- Исходный текст -
Сократ, величайший в мировой истории гений художественно-философского диалога, принципиально никогда не записывал своих мыслей. Он, согласно Платону, предпочитал книжным, односторонне-направленным, завершенным и замкнутым в себе высказываниям (куда относил и живопись, воспринимаемую, как и письменный текст, зрением, а не слухом) прямое двухстороннее устное общение, позволявшее собеседникам искать и находить истину путем непрерывного обмена вопросами и ответами. [Федр, 275]

В диалогической, хотя и записанной уже форме, построено большинство произведений самого Платона.

Аристотель же, чьи мысли дошли до нас в чисто монологическом изложении, учил, что только письменность позволяет поэту и драматургу полностью овладеть своим материалом, продуманно компоновать части целого и придавать произведению ту упорядоченную расчлененность, стройность и законченность, которая делает его настоящим искусством, возвышающимся над уровнем устной импровизации. Последняя, по Стагириту и другим источникам, практиковалась некогда бродячими исполнителями фаллических песен, имевшими обыкновение вступать с публикой в шутливо-непристойный диалог и перебранку, выдерживаемую в известных, очень древних жанровых рамках. [Поэтика,4]

Симптоматично, что для Платона художественное творчество еще содержит в себе момент божественного "неистовства", проявляющегося по определению спонтанно-импровизационно, равно как и момент отождествления с изображаемым персонажем (героем, претерпевающим страсти или переживающим аффекты). Аристотель, напротив, сосредоточивается на способах и технике изображения страстей, самим художником в ходе его работы не испытываемых. В целом же оба мыслителя отражали в своих учениях исторически присущую их эпохе тенденцию монологизации поэтического искусства, нарастающую по мере того, как оно все более профессионализировалось и формализовалось, превращаясь из устно-импровизационного, диалогически открытого процесса в монологический, композиционно-завершенный письменный текст.

Полтора тысячелетия спустя сходные тенденции имели место в период становления ученой профессиональной музыки Запада. Как замечает Медушевский "появление и совершенствование в Европе нотной записи, постепенно приближавшее импровизацию к исполнению (т.е. к озвучиванию предварительно сочиненной, всегда равной самой себе композиции - Л.П.) стало причиной отсутствия в европейской музыке образований типа мугамов, раг восточной музыки".

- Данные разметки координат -

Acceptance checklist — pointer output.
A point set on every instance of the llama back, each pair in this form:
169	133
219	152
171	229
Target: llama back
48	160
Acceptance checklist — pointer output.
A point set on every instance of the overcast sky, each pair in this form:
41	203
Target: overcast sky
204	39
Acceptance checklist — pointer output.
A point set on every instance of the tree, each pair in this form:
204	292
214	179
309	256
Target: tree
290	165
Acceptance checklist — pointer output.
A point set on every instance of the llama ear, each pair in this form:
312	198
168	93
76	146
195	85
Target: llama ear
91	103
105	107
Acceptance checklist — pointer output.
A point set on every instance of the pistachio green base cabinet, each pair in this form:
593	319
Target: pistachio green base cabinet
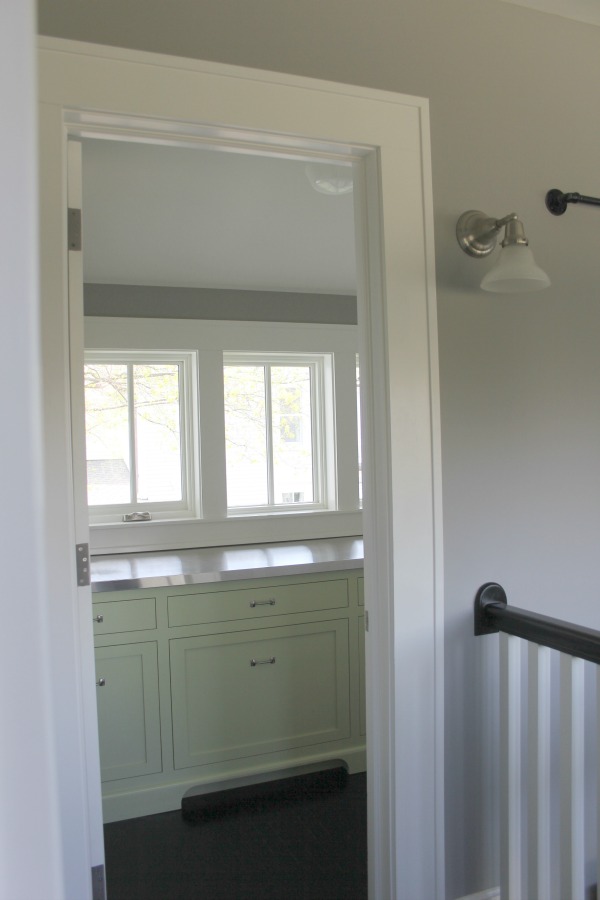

- Краткое задание -
Согласуются ли с исходным текстом утверждения: 1. Сократ записывал свои мысли. 2. Большинство произведений Платона построено в диалогической форме. 3. Аристотель сосредоточивается на изображении страстей, которые художник сам испытывает в ходе работы? Для каждого ответьте «да» или «нет» и дословно приведите решающие слова текста. Строки здесь никакой роли не играют.

- Ответ к заданию -
1. Нет: «принципиально никогда не записывал своих мыслей».
2. Да: «В диалогической, хотя и записанной уже форме, построено большинство произведений самого Платона».
3. Нет: «Аристотель, напротив, сосредоточивается на способах и технике изображения страстей, самим художником в ходе его работы не испытываемых».